2 cats, 1 dog (a yorkie), 9 turtles (2 Michigan soft shells, 2 painted, 1 map, 2 snapping, 1 yellow belly, and 1red ear), 1 two year old Sulcata (hopefully getting another at the reptile expo this weekend!!!), 7 Betta fish, 2 black and white Molly fish, and a Chinese water dragon.


----------



## starfield (Jun 4, 2012)

10 red foot torts...Columbian, other assorted Northerns and some Bolivians and a sweet little Brazilian
0.3 Cats, Cherry, Liza and Zesa
Giant Day Gecko
8 New Guinea Pink Belly Sideneck Turtles (Emydura subglobosa)
8 Satin mice
8 Jersey cows and 2 bulls


----------



## chase thorn (Jun 19, 2012)

I have what is in my sig.
3 tortoises
6 dogs
1 B&G macaw
1 pacman frog
1 cat
2 Bearded dragons
just sold my small reef tank but still have the 55g reef tank


----------



## clare n (Jun 19, 2012)

chase thorn said:


> I have what is in my sig.
> 3 tortoises
> 6 dogs
> 1 B&G macaw
> ...



What do you keep in your reef tank fish wise? Any sps/lps corals? 
Apologies I'm on iPad/phone app and can't see signatures 
I'm shocked at how many creatures you all have  excellent


----------



## JoesMum (Jun 19, 2012)

I have Joe and a tropical aquarium. 

It currently houses a Bristle Nose Catfish, 2 Clown Loaches, 2 Corydoras and an assortment of Harlequins, x ray tetras, Cherry Barbs and Danios


----------



## kurmaraja12 (Jun 19, 2012)

I've got Kurma the tortoise and Pickles the mouse  my own little family


----------
━━━━
EXERCISE A:
Count the lines of the records that contain the string "shoulder", and give only the number.

[Mask labeling samples]
━━━━
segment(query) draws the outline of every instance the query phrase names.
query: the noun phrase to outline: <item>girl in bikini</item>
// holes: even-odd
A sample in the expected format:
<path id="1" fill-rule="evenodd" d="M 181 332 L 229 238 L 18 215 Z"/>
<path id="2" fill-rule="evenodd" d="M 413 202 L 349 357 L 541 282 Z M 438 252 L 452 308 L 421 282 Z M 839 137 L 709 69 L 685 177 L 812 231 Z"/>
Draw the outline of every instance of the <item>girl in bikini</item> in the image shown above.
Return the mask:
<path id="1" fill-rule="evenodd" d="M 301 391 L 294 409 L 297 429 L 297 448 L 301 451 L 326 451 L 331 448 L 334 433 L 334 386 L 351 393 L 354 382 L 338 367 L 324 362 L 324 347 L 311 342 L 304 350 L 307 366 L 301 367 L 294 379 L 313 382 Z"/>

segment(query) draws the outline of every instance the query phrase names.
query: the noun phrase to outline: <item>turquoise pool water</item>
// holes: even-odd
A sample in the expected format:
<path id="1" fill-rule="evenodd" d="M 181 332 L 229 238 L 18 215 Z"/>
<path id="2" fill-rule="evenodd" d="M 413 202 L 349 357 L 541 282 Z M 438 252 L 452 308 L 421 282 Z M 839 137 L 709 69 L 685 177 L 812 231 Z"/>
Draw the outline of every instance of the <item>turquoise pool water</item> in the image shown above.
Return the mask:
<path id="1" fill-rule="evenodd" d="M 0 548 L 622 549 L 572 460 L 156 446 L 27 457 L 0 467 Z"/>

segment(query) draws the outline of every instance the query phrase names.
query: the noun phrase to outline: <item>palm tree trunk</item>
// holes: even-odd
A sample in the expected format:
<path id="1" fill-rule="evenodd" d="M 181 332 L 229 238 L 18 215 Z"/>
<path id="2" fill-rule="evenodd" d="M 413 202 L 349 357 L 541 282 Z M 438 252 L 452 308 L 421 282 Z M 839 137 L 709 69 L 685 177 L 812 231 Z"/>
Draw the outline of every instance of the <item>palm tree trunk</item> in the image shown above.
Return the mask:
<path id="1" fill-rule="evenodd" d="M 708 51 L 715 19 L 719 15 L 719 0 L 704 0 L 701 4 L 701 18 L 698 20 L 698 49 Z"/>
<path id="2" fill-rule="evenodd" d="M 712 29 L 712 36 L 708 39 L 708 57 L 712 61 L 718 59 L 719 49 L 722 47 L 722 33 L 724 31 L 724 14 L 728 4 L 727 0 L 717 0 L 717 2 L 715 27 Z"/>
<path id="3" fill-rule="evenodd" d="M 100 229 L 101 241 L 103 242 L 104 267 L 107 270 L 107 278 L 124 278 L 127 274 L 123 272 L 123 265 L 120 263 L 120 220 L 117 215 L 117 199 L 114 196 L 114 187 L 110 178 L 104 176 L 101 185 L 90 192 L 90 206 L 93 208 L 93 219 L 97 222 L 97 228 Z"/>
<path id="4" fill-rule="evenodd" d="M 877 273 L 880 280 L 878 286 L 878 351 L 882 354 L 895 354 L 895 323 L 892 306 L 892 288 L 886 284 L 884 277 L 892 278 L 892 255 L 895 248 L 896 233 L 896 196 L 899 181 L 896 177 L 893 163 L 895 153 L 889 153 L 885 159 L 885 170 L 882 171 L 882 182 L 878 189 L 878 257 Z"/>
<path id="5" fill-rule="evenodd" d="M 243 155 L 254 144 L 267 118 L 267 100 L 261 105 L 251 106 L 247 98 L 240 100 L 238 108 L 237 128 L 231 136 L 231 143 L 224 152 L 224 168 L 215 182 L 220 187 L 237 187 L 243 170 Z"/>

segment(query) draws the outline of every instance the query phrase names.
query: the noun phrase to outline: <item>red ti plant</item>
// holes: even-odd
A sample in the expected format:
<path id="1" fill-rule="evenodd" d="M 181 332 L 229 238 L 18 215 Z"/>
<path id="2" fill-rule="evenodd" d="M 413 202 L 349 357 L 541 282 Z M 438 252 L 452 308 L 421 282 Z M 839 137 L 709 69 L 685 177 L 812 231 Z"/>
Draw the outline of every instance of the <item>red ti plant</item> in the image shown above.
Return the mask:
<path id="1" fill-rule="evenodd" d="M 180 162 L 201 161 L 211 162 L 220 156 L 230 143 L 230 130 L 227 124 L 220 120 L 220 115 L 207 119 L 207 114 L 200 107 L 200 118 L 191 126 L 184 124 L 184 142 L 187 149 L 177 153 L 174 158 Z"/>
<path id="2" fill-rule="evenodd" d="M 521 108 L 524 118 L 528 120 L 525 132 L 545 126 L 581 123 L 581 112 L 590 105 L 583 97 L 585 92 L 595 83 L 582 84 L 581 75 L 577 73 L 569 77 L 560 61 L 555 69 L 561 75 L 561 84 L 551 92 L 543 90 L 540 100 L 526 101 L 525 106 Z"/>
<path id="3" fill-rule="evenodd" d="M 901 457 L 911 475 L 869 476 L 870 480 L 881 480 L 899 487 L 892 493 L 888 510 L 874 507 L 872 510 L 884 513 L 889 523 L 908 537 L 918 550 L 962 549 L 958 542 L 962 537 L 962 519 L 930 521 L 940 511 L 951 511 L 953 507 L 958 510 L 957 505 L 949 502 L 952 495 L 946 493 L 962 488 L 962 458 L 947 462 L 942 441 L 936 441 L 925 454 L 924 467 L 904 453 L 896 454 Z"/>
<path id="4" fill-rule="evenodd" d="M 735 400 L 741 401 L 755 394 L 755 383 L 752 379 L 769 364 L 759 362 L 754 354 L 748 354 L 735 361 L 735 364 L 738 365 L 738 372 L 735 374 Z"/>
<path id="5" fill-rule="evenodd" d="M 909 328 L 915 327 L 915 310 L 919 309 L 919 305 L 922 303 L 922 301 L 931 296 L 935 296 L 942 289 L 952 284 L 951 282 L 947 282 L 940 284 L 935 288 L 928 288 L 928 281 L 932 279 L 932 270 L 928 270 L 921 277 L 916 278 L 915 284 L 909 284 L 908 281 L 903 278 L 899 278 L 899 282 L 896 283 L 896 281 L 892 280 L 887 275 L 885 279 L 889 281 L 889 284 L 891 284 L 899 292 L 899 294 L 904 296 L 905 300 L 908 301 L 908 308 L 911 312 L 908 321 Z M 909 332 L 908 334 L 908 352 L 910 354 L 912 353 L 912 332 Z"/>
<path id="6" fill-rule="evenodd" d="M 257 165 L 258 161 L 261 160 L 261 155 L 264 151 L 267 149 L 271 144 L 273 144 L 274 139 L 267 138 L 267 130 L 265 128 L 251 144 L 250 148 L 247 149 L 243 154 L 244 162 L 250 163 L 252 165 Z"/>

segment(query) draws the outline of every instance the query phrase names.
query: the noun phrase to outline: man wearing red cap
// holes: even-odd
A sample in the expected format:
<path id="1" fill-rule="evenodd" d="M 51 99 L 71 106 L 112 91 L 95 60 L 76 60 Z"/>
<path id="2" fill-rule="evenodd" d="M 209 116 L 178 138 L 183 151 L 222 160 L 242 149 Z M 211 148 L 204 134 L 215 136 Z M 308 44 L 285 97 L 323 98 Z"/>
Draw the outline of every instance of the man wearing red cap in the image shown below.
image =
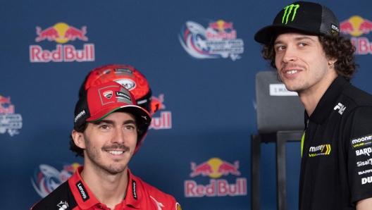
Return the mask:
<path id="1" fill-rule="evenodd" d="M 350 84 L 355 48 L 327 7 L 283 7 L 254 39 L 305 107 L 299 209 L 372 209 L 372 96 Z"/>
<path id="2" fill-rule="evenodd" d="M 151 121 L 123 85 L 110 81 L 89 88 L 76 104 L 70 142 L 73 151 L 83 149 L 85 166 L 31 209 L 181 209 L 128 168 L 137 135 Z"/>

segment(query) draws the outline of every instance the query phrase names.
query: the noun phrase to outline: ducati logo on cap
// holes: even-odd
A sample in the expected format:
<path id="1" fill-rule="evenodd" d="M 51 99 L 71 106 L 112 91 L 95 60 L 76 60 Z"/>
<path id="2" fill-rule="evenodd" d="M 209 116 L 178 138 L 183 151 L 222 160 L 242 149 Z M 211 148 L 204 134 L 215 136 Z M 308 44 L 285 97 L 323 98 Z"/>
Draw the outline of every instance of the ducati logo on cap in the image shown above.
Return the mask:
<path id="1" fill-rule="evenodd" d="M 104 97 L 105 97 L 106 98 L 111 99 L 111 97 L 113 96 L 113 92 L 112 90 L 107 90 L 107 91 L 104 92 L 103 94 L 104 94 Z"/>

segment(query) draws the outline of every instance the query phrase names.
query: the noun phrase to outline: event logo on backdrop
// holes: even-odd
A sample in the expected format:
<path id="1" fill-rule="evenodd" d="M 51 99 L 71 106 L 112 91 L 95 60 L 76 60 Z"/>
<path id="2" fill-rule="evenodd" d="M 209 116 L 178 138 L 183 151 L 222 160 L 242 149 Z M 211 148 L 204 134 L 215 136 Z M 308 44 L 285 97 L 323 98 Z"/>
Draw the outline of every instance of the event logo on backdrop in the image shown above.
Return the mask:
<path id="1" fill-rule="evenodd" d="M 12 137 L 19 134 L 22 128 L 22 116 L 14 113 L 14 105 L 11 103 L 11 97 L 0 96 L 0 133 L 8 131 Z"/>
<path id="2" fill-rule="evenodd" d="M 70 165 L 64 164 L 61 170 L 58 171 L 53 166 L 40 164 L 35 170 L 34 175 L 31 178 L 31 183 L 37 194 L 41 197 L 44 197 L 61 184 L 67 181 L 80 166 L 78 163 Z"/>
<path id="3" fill-rule="evenodd" d="M 181 28 L 178 39 L 183 49 L 195 58 L 227 58 L 232 61 L 241 58 L 244 51 L 242 39 L 237 39 L 237 31 L 232 22 L 219 20 L 209 22 L 206 28 L 187 21 Z"/>
<path id="4" fill-rule="evenodd" d="M 372 42 L 365 37 L 372 32 L 372 21 L 354 16 L 340 23 L 340 30 L 351 36 L 350 40 L 356 48 L 356 54 L 372 54 Z"/>
<path id="5" fill-rule="evenodd" d="M 68 42 L 81 40 L 87 42 L 87 27 L 81 28 L 68 25 L 65 23 L 57 23 L 53 26 L 42 29 L 36 27 L 36 42 L 55 42 L 56 48 L 44 49 L 40 45 L 30 46 L 30 61 L 46 63 L 94 61 L 94 44 L 84 44 L 82 49 L 77 49 L 72 44 L 62 44 Z"/>
<path id="6" fill-rule="evenodd" d="M 158 97 L 151 97 L 151 106 L 156 106 L 157 109 L 165 109 L 166 105 L 163 104 L 164 102 L 164 94 L 160 94 Z M 169 111 L 161 111 L 160 117 L 152 117 L 149 129 L 170 129 L 172 128 L 172 115 Z"/>
<path id="7" fill-rule="evenodd" d="M 208 176 L 209 182 L 206 185 L 198 184 L 194 180 L 185 180 L 185 197 L 223 197 L 247 195 L 247 178 L 240 177 L 239 161 L 234 163 L 213 157 L 204 163 L 191 162 L 190 178 Z M 235 183 L 229 183 L 222 176 L 235 176 Z"/>

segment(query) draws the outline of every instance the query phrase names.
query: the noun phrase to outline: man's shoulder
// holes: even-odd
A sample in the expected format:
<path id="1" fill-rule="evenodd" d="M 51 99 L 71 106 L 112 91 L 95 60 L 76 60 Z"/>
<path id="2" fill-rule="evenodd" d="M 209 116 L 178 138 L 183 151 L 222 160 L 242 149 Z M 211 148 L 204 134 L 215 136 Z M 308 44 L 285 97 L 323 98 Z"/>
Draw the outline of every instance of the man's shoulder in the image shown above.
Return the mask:
<path id="1" fill-rule="evenodd" d="M 73 209 L 77 206 L 76 201 L 68 185 L 68 181 L 59 185 L 49 194 L 35 204 L 31 209 L 61 209 L 60 208 L 63 208 L 62 206 L 63 205 L 69 206 L 70 209 Z"/>
<path id="2" fill-rule="evenodd" d="M 149 184 L 143 181 L 141 178 L 138 177 L 135 177 L 133 180 L 137 182 L 137 185 L 141 185 L 144 192 L 145 192 L 146 194 L 149 194 L 149 195 L 150 196 L 151 194 L 156 194 L 159 198 L 175 202 L 175 199 L 173 196 L 161 191 L 160 190 L 152 185 L 150 185 Z"/>

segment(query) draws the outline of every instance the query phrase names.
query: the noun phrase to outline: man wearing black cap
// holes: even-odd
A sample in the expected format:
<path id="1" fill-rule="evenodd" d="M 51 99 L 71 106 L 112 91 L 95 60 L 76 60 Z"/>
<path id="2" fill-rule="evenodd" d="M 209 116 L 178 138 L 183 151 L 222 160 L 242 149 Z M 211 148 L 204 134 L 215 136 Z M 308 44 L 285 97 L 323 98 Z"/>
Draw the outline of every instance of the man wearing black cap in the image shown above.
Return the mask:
━━━━
EXERCISE B:
Please summarize the forum thread on pets in two sentences.

WRITTEN REPLY A:
2

WRITTEN REPLY B:
Forum members list the animals they keep, which range from tortoises, turtles, dogs, cats and aquarium fish to a Chinese water dragon, a macaw, satin mice and Jersey cows. One member asks another which fish and corals are in their reef tank and says they are shocked at how many creatures everyone has.